### EXERCISE INSTRUCTIONS
Please pick out every row below that contains the word "tile" and copy each of those rows in full.

### Dataset records on object locations
>>>
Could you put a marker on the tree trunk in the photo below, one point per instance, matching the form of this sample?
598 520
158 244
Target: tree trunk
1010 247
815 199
<<<
>>>
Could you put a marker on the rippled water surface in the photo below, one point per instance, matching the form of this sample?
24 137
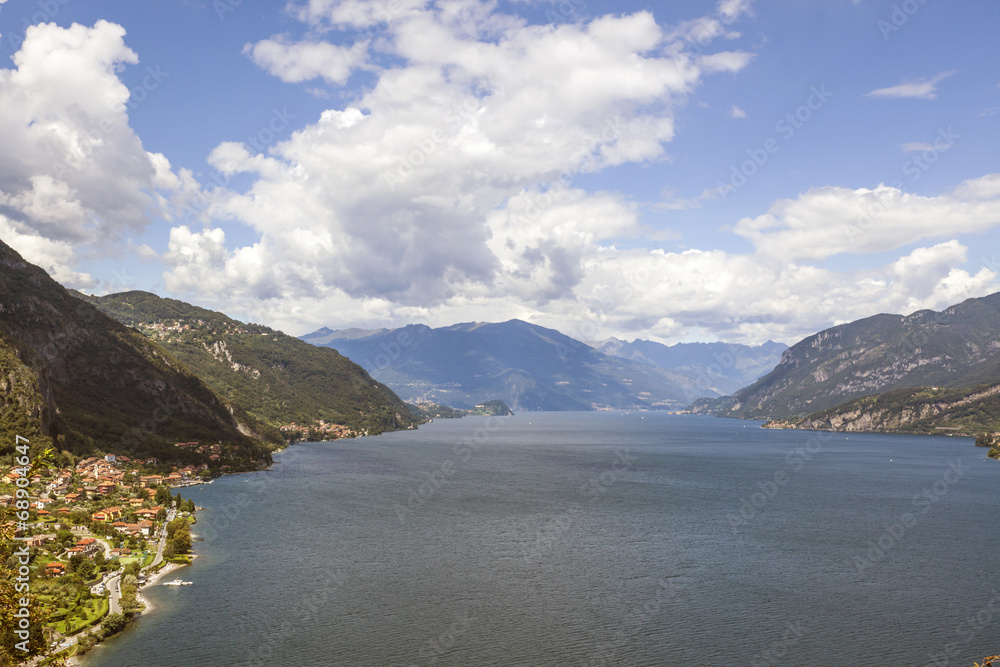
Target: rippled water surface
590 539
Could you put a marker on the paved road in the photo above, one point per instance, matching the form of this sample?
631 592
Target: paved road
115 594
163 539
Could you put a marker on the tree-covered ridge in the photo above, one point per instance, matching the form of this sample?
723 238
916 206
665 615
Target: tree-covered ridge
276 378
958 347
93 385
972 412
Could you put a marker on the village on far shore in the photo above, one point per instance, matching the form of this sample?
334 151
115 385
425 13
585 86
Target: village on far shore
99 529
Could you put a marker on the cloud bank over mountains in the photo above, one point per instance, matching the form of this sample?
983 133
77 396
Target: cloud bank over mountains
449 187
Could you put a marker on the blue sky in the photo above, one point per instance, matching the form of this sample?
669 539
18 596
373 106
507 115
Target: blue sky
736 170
<<<
>>>
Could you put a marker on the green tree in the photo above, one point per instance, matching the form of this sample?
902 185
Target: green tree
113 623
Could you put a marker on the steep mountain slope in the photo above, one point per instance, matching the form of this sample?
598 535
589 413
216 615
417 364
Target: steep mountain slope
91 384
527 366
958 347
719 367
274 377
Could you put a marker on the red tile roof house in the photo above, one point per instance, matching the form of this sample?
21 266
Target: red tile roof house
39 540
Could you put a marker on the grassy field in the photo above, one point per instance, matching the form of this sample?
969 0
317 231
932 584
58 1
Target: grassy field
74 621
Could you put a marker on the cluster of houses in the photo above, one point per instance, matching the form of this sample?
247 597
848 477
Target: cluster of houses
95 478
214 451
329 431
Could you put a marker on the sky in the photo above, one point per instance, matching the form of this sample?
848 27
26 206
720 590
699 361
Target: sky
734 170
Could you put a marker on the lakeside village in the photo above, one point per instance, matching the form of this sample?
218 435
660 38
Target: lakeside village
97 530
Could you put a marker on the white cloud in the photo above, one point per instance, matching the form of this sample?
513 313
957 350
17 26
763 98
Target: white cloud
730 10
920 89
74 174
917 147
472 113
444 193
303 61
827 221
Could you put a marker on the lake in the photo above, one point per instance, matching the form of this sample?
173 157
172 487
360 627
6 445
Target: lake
<<<
### SOLUTION BELOW
Could you put a marker on the red tile roof house in the photo above, one point per instance, matching the form of this sample?
Target: red tile roof house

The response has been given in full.